● **Passage provided**
★ ★ ★ ★

The decision to move US Space Command to the Army’s Redstone Arsenal is enigmatic.

Amid the emergence of both Chinese and Russian antisatellite weapon capabilities to challenge the American space dominance that has been unrivaled for more than 50 years, the need for a more emphatic inflection in space defense set the stage for reconstitution of Space Command. While resurrected under the Trump Administration, it had been a conversation point in previous administrations. In an effort to reform the national security space enterprise, the House Armed Services Committee’s strategic forces subcommittee started the process in a 2016 hearing and championed it with bipartisan support led by Reps. Mike Rogers (R-AL) and Jim Cooper (D-TN).

In 2007, China demonstrated their ability to target space assets with a kinetic kill vehicle. This engagement shocked many, and the debris it created continues to create risks for collision: current estimates predict 79% of the debris will still be in orbit until the year 2108. The demonstration showed that China could hold US capabilities at risk, and the United States responded a little over a year later in 2008 with its intercept to demonstrate it too still had the prowess to defend their assets. In 2019, India demonstrated its own ASAT ability, and as recently as December 2019 Russia has reaffirmed it too still possess the capability.

All this emphasizes that the kinetic threat to space is real and increasing in complexity. However, it is not just deliberate offensive action that troubles space; it is the thousands of objects in orbit that our space professionals work day in and day out to ensure they move without incident. A large percentage of these space professionals—including those in the Space Force now nown as “guardians”—operate from darkened operations centers deep in the heart of the American continent in Colorado Springs, Colorado.

★ ★ ★ ★

● **Entries provided**
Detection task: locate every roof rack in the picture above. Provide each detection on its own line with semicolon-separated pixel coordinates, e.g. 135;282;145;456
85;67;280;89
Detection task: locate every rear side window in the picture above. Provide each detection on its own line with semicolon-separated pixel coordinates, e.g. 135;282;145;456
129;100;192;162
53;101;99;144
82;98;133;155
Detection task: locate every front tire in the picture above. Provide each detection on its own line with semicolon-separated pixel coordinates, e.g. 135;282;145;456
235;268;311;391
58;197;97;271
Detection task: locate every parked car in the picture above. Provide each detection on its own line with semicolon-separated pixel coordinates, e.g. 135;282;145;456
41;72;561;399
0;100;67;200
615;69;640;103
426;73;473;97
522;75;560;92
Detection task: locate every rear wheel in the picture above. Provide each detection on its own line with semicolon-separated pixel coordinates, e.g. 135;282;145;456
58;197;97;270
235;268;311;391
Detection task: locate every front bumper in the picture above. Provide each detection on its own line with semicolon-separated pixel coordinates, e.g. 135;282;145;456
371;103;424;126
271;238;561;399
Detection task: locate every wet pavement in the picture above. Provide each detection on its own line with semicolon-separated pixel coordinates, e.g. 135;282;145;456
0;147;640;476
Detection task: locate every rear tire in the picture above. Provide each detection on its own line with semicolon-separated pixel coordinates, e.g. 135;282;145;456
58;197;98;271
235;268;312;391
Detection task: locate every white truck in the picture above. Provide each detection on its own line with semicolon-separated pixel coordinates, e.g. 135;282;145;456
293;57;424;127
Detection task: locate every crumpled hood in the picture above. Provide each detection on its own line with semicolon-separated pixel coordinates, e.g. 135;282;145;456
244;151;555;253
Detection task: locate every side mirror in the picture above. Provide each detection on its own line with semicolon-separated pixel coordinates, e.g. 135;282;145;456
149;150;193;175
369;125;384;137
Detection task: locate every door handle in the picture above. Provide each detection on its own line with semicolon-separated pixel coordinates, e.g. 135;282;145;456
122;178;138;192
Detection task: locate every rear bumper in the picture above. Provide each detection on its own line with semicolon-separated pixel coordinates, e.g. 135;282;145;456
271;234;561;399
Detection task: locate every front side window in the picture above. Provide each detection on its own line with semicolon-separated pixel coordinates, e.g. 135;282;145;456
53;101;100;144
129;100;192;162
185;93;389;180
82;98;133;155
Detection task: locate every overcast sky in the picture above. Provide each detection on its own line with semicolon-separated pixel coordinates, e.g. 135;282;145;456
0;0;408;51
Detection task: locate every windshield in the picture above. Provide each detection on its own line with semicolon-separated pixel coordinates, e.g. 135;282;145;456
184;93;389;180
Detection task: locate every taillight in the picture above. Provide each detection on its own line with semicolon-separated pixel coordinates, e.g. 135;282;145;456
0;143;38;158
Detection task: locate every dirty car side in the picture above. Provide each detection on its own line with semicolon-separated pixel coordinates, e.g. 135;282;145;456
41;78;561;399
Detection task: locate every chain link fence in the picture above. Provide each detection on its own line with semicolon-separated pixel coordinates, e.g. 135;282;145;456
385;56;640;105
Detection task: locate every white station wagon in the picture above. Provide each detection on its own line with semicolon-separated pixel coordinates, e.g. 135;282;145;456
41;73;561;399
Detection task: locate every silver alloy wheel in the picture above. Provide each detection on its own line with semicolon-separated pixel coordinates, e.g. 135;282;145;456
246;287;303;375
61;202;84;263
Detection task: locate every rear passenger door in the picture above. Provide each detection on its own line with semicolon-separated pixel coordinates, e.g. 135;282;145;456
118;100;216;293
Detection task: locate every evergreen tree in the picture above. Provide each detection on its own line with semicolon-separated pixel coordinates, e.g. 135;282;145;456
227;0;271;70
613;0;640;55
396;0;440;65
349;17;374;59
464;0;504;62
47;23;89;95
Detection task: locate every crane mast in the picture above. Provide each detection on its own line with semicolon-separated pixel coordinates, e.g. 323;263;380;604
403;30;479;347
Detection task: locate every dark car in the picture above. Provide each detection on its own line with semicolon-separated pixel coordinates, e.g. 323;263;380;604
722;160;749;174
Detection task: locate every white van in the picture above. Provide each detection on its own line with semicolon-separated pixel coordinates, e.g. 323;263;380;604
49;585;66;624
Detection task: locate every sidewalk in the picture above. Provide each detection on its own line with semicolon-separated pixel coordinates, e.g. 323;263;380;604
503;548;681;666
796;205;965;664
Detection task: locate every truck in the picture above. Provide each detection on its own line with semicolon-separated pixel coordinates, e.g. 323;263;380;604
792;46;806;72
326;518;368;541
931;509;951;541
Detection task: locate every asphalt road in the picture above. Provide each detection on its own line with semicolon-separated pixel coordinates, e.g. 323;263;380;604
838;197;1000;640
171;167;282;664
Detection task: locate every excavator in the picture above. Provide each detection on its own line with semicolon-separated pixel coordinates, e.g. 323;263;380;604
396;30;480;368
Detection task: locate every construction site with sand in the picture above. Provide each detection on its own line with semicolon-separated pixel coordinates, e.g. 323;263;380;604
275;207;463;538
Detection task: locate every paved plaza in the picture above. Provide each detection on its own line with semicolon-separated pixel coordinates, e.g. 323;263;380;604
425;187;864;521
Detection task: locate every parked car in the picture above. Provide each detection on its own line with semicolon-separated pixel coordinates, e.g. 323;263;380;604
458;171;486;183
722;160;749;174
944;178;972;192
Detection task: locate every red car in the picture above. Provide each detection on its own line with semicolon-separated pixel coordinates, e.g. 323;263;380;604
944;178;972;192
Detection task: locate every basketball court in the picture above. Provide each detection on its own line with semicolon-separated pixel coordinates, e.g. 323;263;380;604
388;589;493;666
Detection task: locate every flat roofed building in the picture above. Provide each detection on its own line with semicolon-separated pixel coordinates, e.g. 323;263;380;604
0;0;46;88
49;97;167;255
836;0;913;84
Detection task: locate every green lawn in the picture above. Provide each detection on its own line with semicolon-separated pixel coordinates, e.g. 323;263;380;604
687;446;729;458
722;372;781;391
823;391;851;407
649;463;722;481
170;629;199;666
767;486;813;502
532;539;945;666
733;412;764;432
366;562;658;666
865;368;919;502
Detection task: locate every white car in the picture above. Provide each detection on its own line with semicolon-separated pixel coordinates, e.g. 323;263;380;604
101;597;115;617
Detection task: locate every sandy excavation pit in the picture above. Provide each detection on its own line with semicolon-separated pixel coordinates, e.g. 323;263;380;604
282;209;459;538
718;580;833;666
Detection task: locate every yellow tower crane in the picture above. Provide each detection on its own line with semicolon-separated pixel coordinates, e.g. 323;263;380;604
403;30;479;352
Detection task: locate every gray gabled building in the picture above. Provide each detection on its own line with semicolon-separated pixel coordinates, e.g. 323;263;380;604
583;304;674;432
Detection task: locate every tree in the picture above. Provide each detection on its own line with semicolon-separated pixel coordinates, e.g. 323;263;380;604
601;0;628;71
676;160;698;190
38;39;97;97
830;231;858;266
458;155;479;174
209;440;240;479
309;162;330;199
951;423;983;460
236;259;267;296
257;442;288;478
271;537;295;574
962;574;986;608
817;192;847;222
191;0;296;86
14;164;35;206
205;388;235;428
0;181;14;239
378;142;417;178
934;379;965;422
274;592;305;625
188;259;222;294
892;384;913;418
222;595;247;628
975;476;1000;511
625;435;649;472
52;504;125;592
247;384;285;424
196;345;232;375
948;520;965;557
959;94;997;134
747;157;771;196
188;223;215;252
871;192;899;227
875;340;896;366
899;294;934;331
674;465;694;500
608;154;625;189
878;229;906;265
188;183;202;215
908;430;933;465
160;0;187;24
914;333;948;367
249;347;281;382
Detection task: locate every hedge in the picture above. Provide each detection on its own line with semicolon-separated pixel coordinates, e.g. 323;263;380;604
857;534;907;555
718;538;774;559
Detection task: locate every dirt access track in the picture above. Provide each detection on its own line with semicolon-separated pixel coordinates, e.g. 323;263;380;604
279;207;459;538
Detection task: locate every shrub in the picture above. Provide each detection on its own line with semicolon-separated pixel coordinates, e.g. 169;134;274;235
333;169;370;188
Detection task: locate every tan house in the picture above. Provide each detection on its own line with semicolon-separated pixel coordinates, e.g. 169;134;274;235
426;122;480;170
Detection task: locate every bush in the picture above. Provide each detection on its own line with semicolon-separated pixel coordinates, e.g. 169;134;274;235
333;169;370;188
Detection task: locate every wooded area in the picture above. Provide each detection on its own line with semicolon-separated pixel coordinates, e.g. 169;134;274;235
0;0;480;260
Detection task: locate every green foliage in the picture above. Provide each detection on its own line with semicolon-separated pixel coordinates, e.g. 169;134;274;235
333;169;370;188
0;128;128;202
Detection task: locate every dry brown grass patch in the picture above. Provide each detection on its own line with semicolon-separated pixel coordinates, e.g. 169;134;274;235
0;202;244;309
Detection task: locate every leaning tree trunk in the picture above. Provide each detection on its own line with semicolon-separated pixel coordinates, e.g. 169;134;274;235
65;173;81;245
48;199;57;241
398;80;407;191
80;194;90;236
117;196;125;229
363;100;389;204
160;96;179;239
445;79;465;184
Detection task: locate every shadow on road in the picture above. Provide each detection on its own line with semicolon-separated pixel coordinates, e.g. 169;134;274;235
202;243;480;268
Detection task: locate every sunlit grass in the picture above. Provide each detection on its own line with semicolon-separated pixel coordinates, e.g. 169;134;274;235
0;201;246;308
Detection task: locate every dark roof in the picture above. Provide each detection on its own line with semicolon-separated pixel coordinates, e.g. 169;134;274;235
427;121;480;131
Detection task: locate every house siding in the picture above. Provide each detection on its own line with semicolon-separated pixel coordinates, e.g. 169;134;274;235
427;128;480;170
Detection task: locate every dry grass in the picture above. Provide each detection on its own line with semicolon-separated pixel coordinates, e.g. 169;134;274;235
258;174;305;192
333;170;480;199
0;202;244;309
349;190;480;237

★ ★ ★ ★

● **What the task requires**
From the passage on US Space Command, return the stretch that opens with the words containing "In 2007, China" and closes with "possess the capability.", copied word for word.

● **Task solution**
In 2007, China demonstrated their ability to target space assets with a kinetic kill vehicle. This engagement shocked many, and the debris it created continues to create risks for collision: current estimates predict 79% of the debris will still be in orbit until the year 2108. The demonstration showed that China could hold US capabilities at risk, and the United States responded a little over a year later in 2008 with its intercept to demonstrate it too still had the prowess to defend their assets. In 2019, India demonstrated its own ASAT ability, and as recently as December 2019 Russia has reaffirmed it too still possess the capability.